GIVEN INSTRUCTION: Can you collect every line below that contains the word "yellow"?

------------------------------------------------------------------------

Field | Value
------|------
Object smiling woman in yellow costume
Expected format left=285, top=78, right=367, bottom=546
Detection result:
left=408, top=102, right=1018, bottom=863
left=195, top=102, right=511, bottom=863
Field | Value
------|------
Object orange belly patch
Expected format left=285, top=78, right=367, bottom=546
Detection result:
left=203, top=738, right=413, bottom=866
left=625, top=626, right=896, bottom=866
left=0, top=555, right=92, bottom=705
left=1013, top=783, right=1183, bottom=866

------------------------------------------------------------------------

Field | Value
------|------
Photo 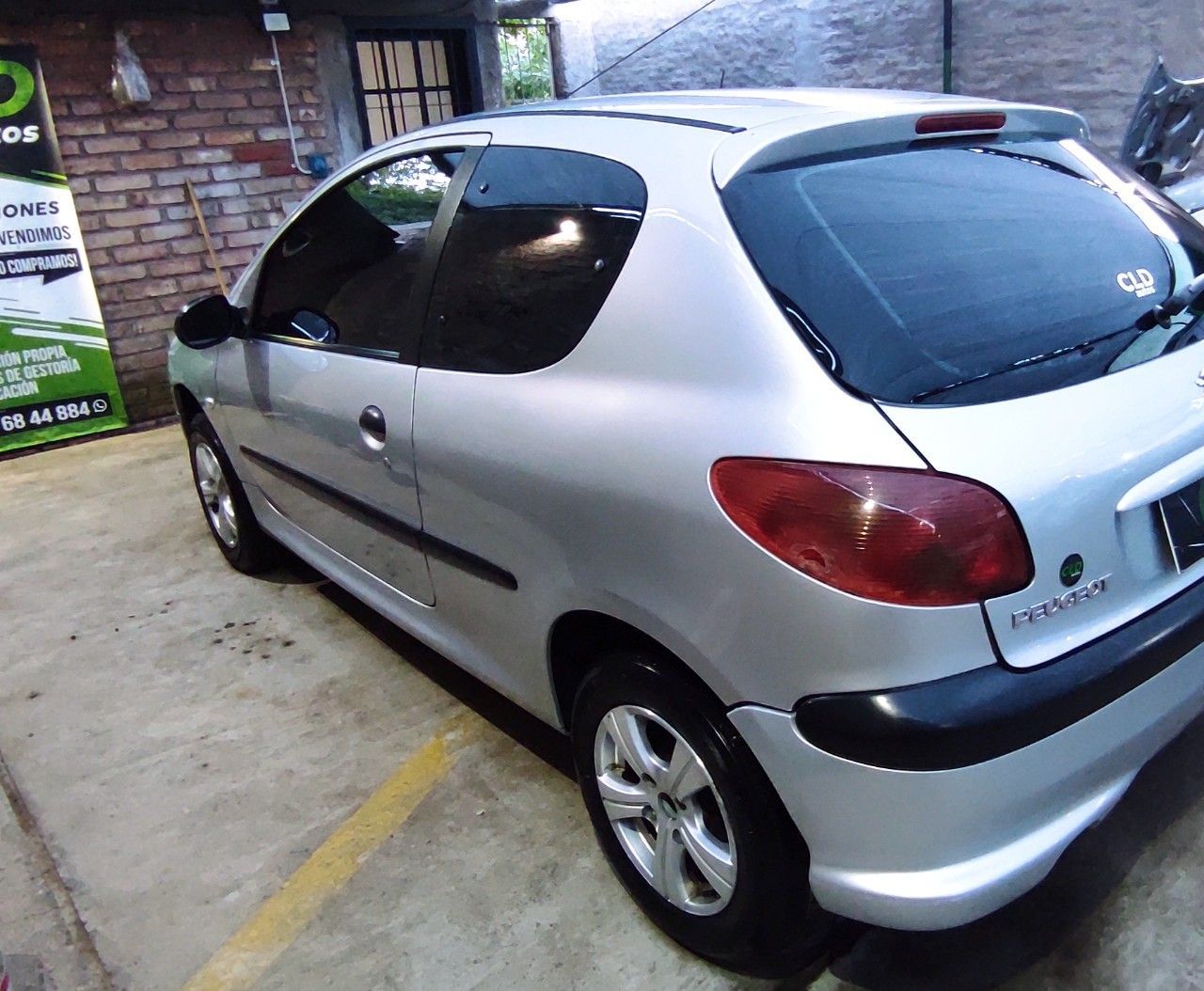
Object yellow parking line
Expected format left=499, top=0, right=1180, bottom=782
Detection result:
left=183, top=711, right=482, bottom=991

------------------------------------------------------------------------

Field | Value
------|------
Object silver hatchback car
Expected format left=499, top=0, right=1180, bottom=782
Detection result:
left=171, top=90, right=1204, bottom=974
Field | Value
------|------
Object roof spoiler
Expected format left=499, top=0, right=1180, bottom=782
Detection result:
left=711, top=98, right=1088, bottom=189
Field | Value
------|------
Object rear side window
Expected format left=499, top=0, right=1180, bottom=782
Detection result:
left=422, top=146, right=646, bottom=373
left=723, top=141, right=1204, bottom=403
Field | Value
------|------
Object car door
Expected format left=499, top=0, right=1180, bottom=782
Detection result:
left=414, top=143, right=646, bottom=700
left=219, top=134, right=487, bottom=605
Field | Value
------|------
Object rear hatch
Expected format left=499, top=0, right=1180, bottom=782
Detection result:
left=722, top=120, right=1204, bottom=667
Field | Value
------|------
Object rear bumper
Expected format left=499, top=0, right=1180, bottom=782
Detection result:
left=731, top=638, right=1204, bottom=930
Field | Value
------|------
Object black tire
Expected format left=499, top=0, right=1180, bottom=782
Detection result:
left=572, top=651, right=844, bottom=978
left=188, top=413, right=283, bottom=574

------------------------------------------------------------------------

PROBLEM SOLUTION:
Object smiling woman in yellow costume
Object yellow parking line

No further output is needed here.